Stated task
Copy out the whole email on parallel computing and AGI below word for word, keeping every line as it appears.

Passage to read
Parallel computing, AGI, assignment of credit [was RE: Introduction]

From: Ben Goertzel (
Date: Fri Sep 09 2005 - 04:57:03 MDT


> Off-the-shelf distributed systems that you can put together for
> modest cash
> today will spank the bejeezus out of a Thinking Machines CM-5 in terms of
> bandwidth, latency, and of course raw crunch. Moore's law and all that.
> You can replicate the model in your basement for not much money, given a
> good reason to.

Yes, of course this is true. And of course, this is not the most effective
way of using modern computing hardware.
> Obviously, people designing MP-based MIMD infrastructure systems will be
> solving the same kinds of problems you were solving on a
> Connection Machine,
> particularly since the MP fabric is actually more capable than those old
> machines.

As it happens, the things I was doing with the CM-5 were fairly simple,
basically involving solving numerical analysis problems. This was the
case with most CM applications, the killer app was fluid dynamics

However, the problems involved with implementing numerical analysis
algorithms OR infrastructure-type problems on an MIMD parallel substrate
are quite different from those involved with implementing AGI on an MIMD
parallel substrate.

Having said that, I should add that it would not be hard at all to modify
the Novamente architecture for an MIMD substrate. This would involve
many changes but most of them would be for the better. In fact we've had
to bend over backward to make the Novamente math and concepts match up
with the distributed-computing-over-a-small-network-of-von-Neumann-machines
hardware we have available. The math and concepts would mostly match up
more simply with an MIMD parallel infrastructure. Although an ideal
practical hardware infrastructure would have a mixture, with a large MIMD
component as well as a very powerful traditional serial-computing
component (because there are some parts of the design that don't
parallelize as nicely as others).

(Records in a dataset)
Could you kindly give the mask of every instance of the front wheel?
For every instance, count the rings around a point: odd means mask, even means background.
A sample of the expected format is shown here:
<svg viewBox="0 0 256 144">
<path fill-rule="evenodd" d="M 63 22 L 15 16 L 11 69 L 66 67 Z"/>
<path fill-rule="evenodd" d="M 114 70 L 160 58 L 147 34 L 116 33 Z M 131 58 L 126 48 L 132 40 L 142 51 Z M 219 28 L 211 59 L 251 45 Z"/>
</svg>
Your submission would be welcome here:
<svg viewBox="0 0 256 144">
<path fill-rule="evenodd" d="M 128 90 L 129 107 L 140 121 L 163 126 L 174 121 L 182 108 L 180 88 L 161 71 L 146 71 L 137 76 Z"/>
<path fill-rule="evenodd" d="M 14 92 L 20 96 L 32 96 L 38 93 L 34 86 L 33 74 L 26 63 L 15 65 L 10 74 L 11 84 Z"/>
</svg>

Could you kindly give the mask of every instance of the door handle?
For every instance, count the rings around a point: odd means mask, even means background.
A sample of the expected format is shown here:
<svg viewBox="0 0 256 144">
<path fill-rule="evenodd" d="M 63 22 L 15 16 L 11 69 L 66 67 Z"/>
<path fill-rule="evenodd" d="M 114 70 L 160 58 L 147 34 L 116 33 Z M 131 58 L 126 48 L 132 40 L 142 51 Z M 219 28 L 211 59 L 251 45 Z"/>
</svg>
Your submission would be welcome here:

Answer in full
Parallel computing, AGI, assignment of credit [was RE: Introduction]

From: Ben Goertzel (
Date: Fri Sep 09 2005 - 04:57:03 MDT


> Off-the-shelf distributed systems that you can put together for
> modest cash
> today will spank the bejeezus out of a Thinking Machines CM-5 in terms of
> bandwidth, latency, and of course raw crunch. Moore's law and all that.
> You can replicate the model in your basement for not much money, given a
> good reason to.

Yes, of course this is true. And of course, this is not the most effective
way of using modern computing hardware.
> Obviously, people designing MP-based MIMD infrastructure systems will be
> solving the same kinds of problems you were solving on a
> Connection Machine,
> particularly since the MP fabric is actually more capable than those old
> machines.

As it happens, the things I was doing with the CM-5 were fairly simple,
basically involving solving numerical analysis problems. This was the
case with most CM applications, the killer app was fluid dynamics

However, the problems involved with implementing numerical analysis
algorithms OR infrastructure-type problems on an MIMD parallel substrate
are quite different from those involved with implementing AGI on an MIMD
parallel substrate.

Having said that, I should add that it would not be hard at all to modify
the Novamente architecture for an MIMD substrate. This would involve
many changes but most of them would be for the better. In fact we've had
to bend over backward to make the Novamente math and concepts match up
with the distributed-computing-over-a-small-network-of-von-Neumann-machines
hardware we have available. The math and concepts would mostly match up
more simply with an MIMD parallel infrastructure. Although an ideal
practical hardware infrastructure would have a mixture, with a large MIMD
component as well as a very powerful traditional serial-computing
component (because there are some parts of the design that don't
parallelize as nicely as others).